Job:
Select each line of the data below that contains the string "store", treating uppercase and lowercase letters as distinct.

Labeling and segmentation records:
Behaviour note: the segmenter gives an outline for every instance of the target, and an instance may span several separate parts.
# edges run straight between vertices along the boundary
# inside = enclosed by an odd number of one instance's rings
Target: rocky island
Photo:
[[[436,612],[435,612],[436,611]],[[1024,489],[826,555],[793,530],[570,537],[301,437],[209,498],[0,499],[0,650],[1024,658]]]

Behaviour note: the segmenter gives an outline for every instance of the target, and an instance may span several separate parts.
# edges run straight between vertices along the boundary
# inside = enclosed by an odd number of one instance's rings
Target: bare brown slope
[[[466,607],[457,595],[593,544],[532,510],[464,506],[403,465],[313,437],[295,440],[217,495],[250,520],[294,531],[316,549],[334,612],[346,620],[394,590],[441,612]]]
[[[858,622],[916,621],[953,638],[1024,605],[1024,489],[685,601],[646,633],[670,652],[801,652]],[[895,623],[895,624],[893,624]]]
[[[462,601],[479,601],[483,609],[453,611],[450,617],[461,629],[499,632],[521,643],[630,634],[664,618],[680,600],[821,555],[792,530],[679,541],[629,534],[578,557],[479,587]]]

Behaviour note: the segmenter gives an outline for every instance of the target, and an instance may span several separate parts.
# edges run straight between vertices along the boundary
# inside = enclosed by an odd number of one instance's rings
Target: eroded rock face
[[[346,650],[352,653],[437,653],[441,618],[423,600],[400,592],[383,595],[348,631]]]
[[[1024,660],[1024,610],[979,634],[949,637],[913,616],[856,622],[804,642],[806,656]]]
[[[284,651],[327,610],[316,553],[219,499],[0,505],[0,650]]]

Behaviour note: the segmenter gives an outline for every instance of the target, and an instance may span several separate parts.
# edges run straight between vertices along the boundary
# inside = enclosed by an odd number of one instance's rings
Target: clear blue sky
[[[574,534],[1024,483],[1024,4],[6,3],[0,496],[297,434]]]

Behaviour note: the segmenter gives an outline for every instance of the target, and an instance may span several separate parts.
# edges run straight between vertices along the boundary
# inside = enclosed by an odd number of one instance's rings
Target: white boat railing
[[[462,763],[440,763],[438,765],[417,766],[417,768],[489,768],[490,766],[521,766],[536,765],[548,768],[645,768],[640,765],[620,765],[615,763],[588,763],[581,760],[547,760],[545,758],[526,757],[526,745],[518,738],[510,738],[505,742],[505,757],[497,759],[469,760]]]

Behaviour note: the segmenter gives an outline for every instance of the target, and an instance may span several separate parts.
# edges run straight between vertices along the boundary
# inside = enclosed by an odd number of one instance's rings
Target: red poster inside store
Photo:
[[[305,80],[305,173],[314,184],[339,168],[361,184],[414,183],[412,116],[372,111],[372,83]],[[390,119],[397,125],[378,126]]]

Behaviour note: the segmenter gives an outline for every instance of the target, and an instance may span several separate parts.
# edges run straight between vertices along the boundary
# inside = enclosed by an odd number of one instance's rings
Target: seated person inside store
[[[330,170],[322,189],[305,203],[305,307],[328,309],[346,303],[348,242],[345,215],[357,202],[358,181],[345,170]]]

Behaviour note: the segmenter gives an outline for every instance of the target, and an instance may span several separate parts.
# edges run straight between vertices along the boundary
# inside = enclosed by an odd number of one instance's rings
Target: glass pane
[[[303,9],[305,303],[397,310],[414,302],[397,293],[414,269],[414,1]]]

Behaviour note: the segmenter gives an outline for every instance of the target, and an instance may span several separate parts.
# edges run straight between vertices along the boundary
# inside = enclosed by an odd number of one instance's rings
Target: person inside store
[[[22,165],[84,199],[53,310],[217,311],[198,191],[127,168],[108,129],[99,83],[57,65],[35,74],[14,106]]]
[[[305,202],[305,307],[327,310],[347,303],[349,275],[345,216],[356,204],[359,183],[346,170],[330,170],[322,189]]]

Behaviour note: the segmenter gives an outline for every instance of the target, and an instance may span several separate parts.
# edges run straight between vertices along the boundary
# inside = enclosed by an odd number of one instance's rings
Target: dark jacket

The output:
Target: red poster inside store
Target: seated person inside store
Target: person inside store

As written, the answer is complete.